(Rows of bounding box annotation data)

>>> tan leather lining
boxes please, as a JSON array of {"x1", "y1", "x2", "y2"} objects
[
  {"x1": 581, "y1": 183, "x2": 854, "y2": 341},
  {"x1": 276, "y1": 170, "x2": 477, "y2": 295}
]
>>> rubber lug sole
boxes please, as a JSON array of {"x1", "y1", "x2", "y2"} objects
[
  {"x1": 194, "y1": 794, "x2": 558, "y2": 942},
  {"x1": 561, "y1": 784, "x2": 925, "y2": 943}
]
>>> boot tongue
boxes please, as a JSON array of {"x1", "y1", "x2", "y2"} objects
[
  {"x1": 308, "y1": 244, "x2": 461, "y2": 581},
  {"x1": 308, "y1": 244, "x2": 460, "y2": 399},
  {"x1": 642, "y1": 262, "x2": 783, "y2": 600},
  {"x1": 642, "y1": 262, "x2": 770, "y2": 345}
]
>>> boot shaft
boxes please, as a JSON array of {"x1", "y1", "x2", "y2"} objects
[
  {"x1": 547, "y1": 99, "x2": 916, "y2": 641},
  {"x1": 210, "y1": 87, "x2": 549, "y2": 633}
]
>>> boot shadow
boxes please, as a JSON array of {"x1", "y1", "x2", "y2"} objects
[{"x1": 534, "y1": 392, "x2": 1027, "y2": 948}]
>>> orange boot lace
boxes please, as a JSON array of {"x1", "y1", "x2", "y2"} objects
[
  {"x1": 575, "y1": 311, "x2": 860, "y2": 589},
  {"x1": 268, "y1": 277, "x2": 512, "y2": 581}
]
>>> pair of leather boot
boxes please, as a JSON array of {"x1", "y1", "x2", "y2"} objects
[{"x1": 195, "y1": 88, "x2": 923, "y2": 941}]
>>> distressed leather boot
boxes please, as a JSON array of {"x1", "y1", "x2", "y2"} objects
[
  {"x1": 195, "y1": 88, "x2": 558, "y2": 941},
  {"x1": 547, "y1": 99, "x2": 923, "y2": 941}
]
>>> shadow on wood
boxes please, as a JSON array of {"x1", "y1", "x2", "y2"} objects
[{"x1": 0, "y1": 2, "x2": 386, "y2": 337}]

◆ **Direction**: Please format the entries, from the line containing "of leather boot" through the last line, as a JSON list of strings with one string per line and no blank lines.

◆ **Finished task**:
[
  ">>> pair of leather boot",
  "boxes please, as a JSON array of {\"x1\", \"y1\", \"x2\", \"y2\"} objects",
  "[{\"x1\": 195, \"y1\": 88, \"x2\": 923, \"y2\": 941}]",
  ">>> distressed leather boot",
  "boxes please, as a JSON array of {\"x1\", \"y1\", \"x2\", \"y2\"} objects",
  "[",
  "  {\"x1\": 195, \"y1\": 88, \"x2\": 558, \"y2\": 941},",
  "  {\"x1\": 547, \"y1\": 99, \"x2\": 923, \"y2\": 941}",
  "]",
  ">>> shadow on wood",
  "boxes please, as a JSON array of {\"x1\", \"y1\", \"x2\", \"y2\"} objects",
  "[{\"x1\": 0, \"y1\": 2, \"x2\": 386, \"y2\": 337}]"
]